**Tâches et exercices:**
(a) Dans le texte sur Johan Grijzenhout, en quelle année l'entraîneur a-t-il rejoint le Cercle Bruges ?
(b) Recopiez mot pour mot le passage du texte sur Johan Grijzenhout qui va de « Mercredi, le Club » jusqu'à « le SK Roulers. » inclus.

© BELGAIMAGE

Maître ès variété

Le Néerlandais Johan Grijzenhout a entraîné dix clubs belges. Peu d’étrangers ont signé un tel parcours.

Mercredi, le Club Bruges affronte Ostende. Samedi, Courtrai se déplace au Cercle Bruges. Pourquoi vous dit-on cela? Parce qu’il s’agit de quatre clubs entraînés jadis par Johan Grijzenhout. Le Néerlandais a coaché six formations qui évoluent actuellement en D1A. Outre les quatre déjà cités, il a également dirigé La Gantoise et Waterschei, devenu entre-temps le KRC Genk. Grijzenhout a encore entraîné Lokeren, l’Eendracht Alost, le KFC Tielen et le SK Roulers.

Johan Grijzenhout a d’abord officié pendant six ans comme T2 à l’Ajax, avant de rejoindre le Cercle Bruges en 1972. Il habitait alors un appartement avec vue sur le stade et ne pensait qu’au football. Grijzenhout, ébéniste de formation, était du genre à entrer brutalement en conflit avec les joueurs difficiles et n’accordait aucun privilège. Il avait été formé dans l’ambiance très directe et hargneuse qui régnait alors à l’Ajax. Il lui avait fallu un certain temps pour changer et apprendre qu’il valait parfois mieux mettre ses principes de côté. Au Club Bruges par exemple, il s’était frotté à Walter Meeuws, le libéro de l’équipe nationale. Il n’avait pas hésité à l’aligner dans l’entrejeu, contre son gré, suite à l’arrivée du Hongrois László Bálint. Durant son troisième mandat au Cercle, il sortait régulièrement Josip Weber, pourtant son meilleur buteur, en cours de match, tant le Croate l’énervait. Jusqu’au jour où il a décidé d’avoir un long entretien avec lui. Il a alors découvert que Weber écoutait trop sa femme, qui l’incitait à ne pas défendre.

**Matériel fourni:**
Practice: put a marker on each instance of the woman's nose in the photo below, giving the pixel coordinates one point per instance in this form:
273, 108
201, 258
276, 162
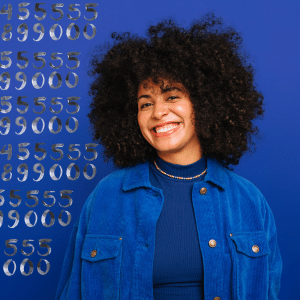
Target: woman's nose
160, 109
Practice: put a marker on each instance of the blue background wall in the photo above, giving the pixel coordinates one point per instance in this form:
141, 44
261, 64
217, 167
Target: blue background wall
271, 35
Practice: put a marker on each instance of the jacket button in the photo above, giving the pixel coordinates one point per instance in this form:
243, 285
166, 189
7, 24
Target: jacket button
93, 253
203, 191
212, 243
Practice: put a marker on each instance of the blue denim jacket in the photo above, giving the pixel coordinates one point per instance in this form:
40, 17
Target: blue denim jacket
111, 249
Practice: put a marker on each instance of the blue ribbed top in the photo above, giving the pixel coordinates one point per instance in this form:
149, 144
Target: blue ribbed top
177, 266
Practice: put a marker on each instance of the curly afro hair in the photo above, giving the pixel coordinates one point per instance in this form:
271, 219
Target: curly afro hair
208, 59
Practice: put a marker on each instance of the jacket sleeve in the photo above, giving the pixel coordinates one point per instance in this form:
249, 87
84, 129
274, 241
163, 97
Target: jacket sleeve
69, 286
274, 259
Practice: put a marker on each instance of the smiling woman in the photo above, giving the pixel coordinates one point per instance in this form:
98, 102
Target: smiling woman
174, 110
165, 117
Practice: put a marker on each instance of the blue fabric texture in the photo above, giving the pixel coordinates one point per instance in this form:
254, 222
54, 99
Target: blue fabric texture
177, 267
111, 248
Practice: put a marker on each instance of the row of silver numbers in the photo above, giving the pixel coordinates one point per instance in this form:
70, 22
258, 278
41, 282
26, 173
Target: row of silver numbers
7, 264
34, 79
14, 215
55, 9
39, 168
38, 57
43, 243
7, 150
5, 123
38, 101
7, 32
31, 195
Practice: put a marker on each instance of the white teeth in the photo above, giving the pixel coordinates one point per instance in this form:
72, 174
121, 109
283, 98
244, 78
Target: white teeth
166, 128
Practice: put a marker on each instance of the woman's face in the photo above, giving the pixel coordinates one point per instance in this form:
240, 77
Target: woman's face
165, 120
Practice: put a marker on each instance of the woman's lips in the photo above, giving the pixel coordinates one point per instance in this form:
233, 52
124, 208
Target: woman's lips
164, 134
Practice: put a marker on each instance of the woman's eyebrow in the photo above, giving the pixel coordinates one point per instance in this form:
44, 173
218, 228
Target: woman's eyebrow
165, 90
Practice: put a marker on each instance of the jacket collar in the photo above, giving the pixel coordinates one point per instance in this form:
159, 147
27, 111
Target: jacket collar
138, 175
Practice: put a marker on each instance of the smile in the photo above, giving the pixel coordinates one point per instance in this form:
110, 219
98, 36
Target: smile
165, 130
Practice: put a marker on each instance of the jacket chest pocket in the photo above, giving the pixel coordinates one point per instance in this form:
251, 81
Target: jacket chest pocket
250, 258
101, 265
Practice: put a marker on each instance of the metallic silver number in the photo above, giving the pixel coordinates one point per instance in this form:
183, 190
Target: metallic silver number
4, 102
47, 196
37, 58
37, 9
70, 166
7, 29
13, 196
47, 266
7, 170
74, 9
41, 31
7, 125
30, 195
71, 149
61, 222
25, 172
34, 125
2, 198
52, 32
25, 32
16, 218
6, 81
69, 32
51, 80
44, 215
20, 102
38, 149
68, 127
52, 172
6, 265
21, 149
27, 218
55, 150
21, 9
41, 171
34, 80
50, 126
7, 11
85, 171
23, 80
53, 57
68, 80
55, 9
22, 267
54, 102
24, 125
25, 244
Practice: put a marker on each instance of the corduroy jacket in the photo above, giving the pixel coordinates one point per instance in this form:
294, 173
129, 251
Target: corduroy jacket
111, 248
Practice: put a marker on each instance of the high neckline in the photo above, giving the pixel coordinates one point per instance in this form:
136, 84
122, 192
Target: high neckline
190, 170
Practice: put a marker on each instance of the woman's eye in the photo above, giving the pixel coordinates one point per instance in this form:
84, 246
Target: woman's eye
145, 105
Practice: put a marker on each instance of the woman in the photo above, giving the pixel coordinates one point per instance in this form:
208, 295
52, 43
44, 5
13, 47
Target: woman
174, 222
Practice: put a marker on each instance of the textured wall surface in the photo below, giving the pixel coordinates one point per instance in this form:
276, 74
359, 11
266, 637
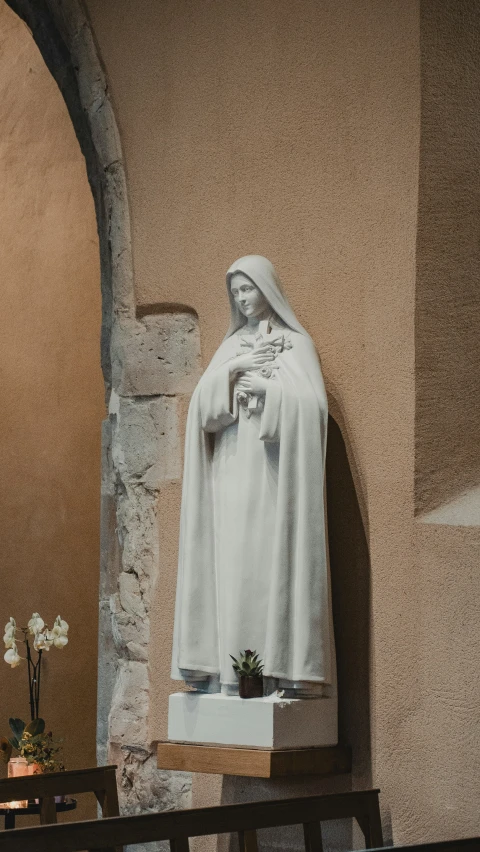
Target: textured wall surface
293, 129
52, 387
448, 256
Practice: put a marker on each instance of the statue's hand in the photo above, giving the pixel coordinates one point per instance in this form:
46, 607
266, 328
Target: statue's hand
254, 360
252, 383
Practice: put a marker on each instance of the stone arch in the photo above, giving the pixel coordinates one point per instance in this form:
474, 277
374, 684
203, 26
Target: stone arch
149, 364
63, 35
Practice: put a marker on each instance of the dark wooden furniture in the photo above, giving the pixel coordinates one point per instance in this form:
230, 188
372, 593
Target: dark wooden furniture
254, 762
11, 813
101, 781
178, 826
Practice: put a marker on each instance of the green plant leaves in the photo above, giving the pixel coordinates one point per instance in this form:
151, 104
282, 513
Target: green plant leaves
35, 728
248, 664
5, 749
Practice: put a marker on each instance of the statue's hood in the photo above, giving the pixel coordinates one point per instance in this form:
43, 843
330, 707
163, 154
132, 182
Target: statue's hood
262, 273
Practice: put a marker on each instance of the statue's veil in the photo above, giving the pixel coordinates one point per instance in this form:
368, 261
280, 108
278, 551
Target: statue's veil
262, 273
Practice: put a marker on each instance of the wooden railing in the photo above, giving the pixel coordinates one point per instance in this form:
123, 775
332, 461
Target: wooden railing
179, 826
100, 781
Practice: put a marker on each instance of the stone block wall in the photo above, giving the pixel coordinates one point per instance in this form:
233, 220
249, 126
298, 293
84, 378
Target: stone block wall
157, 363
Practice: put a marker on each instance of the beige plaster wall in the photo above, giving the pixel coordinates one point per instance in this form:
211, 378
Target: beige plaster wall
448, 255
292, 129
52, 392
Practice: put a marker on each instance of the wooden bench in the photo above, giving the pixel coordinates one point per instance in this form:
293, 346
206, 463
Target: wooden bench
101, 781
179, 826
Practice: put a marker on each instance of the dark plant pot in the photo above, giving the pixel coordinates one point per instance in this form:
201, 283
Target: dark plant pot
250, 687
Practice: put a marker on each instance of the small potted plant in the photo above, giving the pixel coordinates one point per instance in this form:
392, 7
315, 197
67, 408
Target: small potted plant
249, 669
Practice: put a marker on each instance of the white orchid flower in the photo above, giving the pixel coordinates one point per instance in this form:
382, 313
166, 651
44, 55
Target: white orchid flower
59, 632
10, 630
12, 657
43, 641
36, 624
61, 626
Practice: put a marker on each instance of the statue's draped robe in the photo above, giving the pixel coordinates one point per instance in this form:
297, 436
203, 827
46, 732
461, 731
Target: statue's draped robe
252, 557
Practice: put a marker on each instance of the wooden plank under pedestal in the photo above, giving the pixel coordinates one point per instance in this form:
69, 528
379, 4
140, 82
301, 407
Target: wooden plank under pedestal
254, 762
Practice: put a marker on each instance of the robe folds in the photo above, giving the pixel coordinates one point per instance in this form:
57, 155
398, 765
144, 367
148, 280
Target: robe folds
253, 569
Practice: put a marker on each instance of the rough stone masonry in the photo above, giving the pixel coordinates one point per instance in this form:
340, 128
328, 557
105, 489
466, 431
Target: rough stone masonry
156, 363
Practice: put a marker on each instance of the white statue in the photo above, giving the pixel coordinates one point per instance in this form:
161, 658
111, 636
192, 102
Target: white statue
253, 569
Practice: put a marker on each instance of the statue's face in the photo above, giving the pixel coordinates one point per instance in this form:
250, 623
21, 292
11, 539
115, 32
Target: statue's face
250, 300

**Réponses aux tâches:**
(a) En 1972.

(b)
Mercredi, le Club Bruges affronte Ostende. Samedi, Courtrai se déplace au Cercle Bruges. Pourquoi vous dit-on cela? Parce qu’il s’agit de quatre clubs entraînés jadis par Johan Grijzenhout. Le Néerlandais a coaché six formations qui évoluent actuellement en D1A. Outre les quatre déjà cités, il a également dirigé La Gantoise et Waterschei, devenu entre-temps le KRC Genk. Grijzenhout a encore entraîné Lokeren, l’Eendracht Alost, le KFC Tielen et le SK Roulers.